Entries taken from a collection
'''

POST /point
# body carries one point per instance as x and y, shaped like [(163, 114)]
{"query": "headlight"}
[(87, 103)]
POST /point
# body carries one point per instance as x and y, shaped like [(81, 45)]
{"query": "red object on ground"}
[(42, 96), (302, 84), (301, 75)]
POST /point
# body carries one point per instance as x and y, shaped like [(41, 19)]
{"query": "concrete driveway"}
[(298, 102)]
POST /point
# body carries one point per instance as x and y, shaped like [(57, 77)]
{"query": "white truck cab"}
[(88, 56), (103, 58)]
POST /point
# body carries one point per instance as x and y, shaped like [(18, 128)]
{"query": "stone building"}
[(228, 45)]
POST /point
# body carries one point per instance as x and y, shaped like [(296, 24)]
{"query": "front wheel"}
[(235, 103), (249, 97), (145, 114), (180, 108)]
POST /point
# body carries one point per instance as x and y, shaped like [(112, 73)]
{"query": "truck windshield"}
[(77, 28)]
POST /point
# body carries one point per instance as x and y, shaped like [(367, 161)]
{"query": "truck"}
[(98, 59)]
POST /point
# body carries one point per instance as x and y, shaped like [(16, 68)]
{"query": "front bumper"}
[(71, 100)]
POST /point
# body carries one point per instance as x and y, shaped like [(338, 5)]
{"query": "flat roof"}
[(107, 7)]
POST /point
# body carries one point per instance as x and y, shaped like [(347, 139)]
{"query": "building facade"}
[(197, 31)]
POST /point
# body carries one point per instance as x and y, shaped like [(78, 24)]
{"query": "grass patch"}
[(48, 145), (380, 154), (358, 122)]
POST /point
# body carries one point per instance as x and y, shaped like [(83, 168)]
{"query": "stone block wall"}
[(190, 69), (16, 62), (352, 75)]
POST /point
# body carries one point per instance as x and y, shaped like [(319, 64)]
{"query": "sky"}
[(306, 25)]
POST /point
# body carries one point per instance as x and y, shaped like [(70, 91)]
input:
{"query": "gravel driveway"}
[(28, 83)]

'''

◆ Work request ◆
Would you print all of the entries exactly as they stand?

◆ Exercise response ◆
POST /point
# body carries one point per instance as x and y, shaped like [(163, 114)]
{"query": "headlight"}
[(87, 103)]
POST /point
# body carries one point per instance as x and y, shaped like [(81, 45)]
{"query": "red object on ground"}
[(42, 96), (302, 84), (301, 75)]
POST /point
# body carries one point per instance as x and y, shaped like [(41, 19)]
{"query": "concrete driveway"}
[(298, 102)]
POST /point
# body carries one point per instance as x and y, shaped like [(57, 77)]
{"query": "white truck cab"}
[(88, 56), (103, 58)]
POST /point
# body carries one point per instance as x and y, shaped like [(18, 128)]
{"query": "stone building"}
[(228, 45)]
POST /point
# body carries one point per instance as x and y, shaped like [(296, 24)]
{"query": "front wheel"}
[(235, 103), (249, 97), (145, 114), (180, 108)]
POST /point
# body carries one point per instance as x and y, shaped like [(112, 73)]
{"query": "truck windshield"}
[(77, 28)]
POST /point
# body carries one point per instance as x and y, shaped like [(367, 161)]
{"query": "truck"}
[(98, 59)]
POST /point
# body carries one point per instance as x and y, shaped like [(16, 68)]
{"query": "front bumper"}
[(71, 100)]
POST /point
# body carries one point per instance as x and y, shaped like [(338, 5)]
{"query": "flat roof"}
[(107, 7)]
POST /point
# body carries one point per instance as x and y, shaped like [(347, 139)]
{"query": "building facade"}
[(197, 31)]
POST /point
# body carries one point per instance as x and y, shaped like [(78, 24)]
{"query": "grass patch"}
[(48, 145), (380, 154), (358, 122)]
POST /point
# body carries one point per instance as x and y, shaped like [(83, 168)]
{"query": "stone block wall"}
[(190, 69), (16, 62), (352, 75)]
POST /point
# body carries one point per instance as x and y, shaped like [(319, 64)]
{"query": "sky"}
[(306, 25)]
POST /point
# body carries one point per instance as x and y, shaped like [(70, 91)]
input:
{"query": "gravel driveway"}
[(28, 83)]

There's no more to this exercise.